— Written request —
Write out each entry, exactly the way it appears.
Begin
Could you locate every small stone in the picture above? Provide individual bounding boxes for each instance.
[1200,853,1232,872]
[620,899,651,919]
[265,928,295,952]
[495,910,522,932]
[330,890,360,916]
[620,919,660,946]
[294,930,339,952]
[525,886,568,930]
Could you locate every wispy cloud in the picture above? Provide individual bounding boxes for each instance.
End
— Problem solution —
Could you locate every small stone in the picture above? Provide individual bounding boxes for each instance.
[1200,853,1232,872]
[620,899,651,919]
[265,928,295,952]
[495,910,522,932]
[330,890,360,916]
[620,919,660,946]
[294,930,339,952]
[525,886,568,930]
Could you locate every wispy cloud in the picture above? Provide individual bounding boxes for each instance.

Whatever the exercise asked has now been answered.